(Saved data entries)
= = = =

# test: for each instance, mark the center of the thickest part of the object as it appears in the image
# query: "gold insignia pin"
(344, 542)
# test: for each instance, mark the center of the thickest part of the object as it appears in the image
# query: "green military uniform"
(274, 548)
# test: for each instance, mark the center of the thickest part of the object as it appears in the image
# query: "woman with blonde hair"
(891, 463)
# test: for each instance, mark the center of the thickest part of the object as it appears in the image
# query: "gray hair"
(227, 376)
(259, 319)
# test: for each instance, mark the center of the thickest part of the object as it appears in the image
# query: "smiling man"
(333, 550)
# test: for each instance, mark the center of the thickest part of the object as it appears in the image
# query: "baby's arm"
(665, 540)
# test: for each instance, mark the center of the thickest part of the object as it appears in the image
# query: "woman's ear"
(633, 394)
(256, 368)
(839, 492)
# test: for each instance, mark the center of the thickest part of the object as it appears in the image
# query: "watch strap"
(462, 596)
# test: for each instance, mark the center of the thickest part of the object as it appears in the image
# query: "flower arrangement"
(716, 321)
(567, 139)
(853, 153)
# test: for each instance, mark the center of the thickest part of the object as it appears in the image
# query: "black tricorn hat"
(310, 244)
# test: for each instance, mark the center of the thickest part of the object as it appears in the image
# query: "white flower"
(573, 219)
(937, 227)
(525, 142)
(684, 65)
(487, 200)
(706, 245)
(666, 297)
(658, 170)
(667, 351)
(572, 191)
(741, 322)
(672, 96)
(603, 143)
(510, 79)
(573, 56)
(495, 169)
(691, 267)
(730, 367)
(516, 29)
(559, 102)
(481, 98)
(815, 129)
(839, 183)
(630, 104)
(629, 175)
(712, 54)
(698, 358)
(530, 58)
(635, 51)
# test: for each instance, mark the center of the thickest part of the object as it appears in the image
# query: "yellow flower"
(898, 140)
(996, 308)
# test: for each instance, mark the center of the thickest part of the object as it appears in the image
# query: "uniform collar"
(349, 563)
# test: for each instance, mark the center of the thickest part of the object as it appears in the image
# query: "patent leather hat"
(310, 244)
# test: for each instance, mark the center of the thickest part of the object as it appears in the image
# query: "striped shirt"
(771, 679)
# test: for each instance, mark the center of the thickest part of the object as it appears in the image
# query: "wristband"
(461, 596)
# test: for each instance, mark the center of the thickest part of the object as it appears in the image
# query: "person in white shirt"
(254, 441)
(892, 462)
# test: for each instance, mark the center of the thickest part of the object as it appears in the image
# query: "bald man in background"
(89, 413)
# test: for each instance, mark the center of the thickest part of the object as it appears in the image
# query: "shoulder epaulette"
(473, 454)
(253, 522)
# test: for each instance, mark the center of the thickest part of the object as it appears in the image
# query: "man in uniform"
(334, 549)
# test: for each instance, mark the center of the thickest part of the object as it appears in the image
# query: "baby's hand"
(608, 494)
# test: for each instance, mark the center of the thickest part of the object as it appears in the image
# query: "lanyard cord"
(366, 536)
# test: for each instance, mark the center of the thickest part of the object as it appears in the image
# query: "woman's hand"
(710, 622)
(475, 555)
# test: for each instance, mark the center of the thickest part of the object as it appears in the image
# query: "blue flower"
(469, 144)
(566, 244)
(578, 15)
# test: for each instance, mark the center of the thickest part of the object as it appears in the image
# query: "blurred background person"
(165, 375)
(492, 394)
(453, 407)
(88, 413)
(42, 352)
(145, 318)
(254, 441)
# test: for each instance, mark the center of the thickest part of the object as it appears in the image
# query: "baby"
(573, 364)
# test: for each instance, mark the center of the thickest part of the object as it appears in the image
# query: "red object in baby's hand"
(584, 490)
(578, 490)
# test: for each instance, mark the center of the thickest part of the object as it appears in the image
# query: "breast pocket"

= = = =

What is being asked | Once more, write out the records in full, exactly as they appear.

Problem solution |
# test: for each instance, mark the center of the thickest part of the object as it appears in the image
# query: "gold insignia pin"
(344, 542)
# test: for each instance, mark the center of the thickest part of the object as it appears in the image
# query: "green military uniform"
(274, 548)
# test: for each instance, mark the center of the thickest part of the object as it appears in the image
# query: "woman with blonde hair"
(891, 463)
# test: for each instance, mark the center of the thickest part of the object as it appears in the image
# query: "gray hair"
(227, 376)
(259, 319)
# test: for each instance, mark the center of the thickest part of the object as it appears in the image
# query: "smiling man"
(333, 550)
# test: for each instance, mark the center of the thickest part of the object as it appears in the image
# query: "baby's arm"
(665, 540)
# test: for each instance, mark the center of the thickest part of the object as it appears in the image
# query: "woman's ear"
(633, 394)
(256, 368)
(839, 492)
# test: for each instance, mark the center of the thickest part of the object as it appears in the image
# query: "watch strap"
(462, 596)
# test: for each instance, mark the center of the thickest part of the object as it appears in the image
# query: "flower arrangement"
(716, 321)
(567, 139)
(853, 153)
# test: for each instance, mark the center of the thickest part of the object as it appears in the image
# query: "black tricorn hat"
(310, 244)
# test: for each instance, mark the center of the thickest part of the object as it appears in the image
# query: "white flower"
(573, 219)
(937, 227)
(525, 142)
(684, 65)
(487, 200)
(706, 245)
(666, 297)
(658, 170)
(667, 351)
(572, 191)
(741, 322)
(672, 96)
(603, 143)
(510, 79)
(573, 56)
(495, 169)
(691, 267)
(730, 367)
(516, 29)
(559, 102)
(481, 98)
(815, 129)
(839, 183)
(630, 104)
(629, 175)
(712, 54)
(698, 358)
(530, 58)
(635, 51)
# test: for each instance, mark the center of the thickest part of the object as it appears in the image
# query: "yellow flower"
(898, 140)
(996, 308)
# test: for each instance, mark the center of the thickest part of the object as it appears in the image
# query: "uniform collar"
(349, 563)
# test: for each instance, mark the center of the thickest part of the object as it appears in the image
# query: "patent leather hat"
(310, 244)
# test: for each instance, mark the center of the thickest part of the object as it appears in the image
# query: "striped shirt"
(771, 679)
# test: for each instance, mark the center of the thickest part of the object as it appears in the image
# query: "wristband"
(461, 596)
# test: for each instance, mark the center of the thickest part of the object as it appears in the image
# query: "person in white shirt"
(254, 441)
(892, 462)
# test: for each instance, mark the center of the thickest part of the object as it appears in the image
# query: "bald man in background"
(89, 413)
# test: for each instance, mark the center of the thickest part of the object as it appears in the image
# query: "shoulder epaulette"
(473, 454)
(253, 522)
# test: for each instance, mark the center of the thickest part of the object as it appears in the image
# query: "man in uniform"
(334, 549)
# test: for each instance, mark the center of the thickest part of the object as it appears in the image
# query: "baby's hand"
(608, 494)
# test: for each instance, mark the center of the thickest part of the object as it appears in the image
# query: "lanyard cord"
(366, 536)
# test: for each instance, mark the center of the thickest part of the object as it appears in the image
# query: "woman's hand"
(710, 622)
(475, 555)
# test: for each instance, mark the center of the thickest part of the object as it appears in the image
# query: "blue flower"
(469, 144)
(566, 244)
(578, 15)
# test: for each instance, mark the center of the thickest part of the object as it appears in the image
# query: "blurred background person"
(165, 375)
(492, 394)
(453, 407)
(88, 413)
(42, 352)
(145, 318)
(254, 441)
# test: for each instance, mark the center of the thickest part of the object as it appears in the image
# query: "baby"
(573, 364)
# test: for each instance, mark the center of the thickest part of the object as it appears in the image
# query: "red object in baby's hand"
(584, 490)
(578, 490)
# test: for each instance, mark the center of the thickest part of the object as it appears in the image
# query: "breast pocket"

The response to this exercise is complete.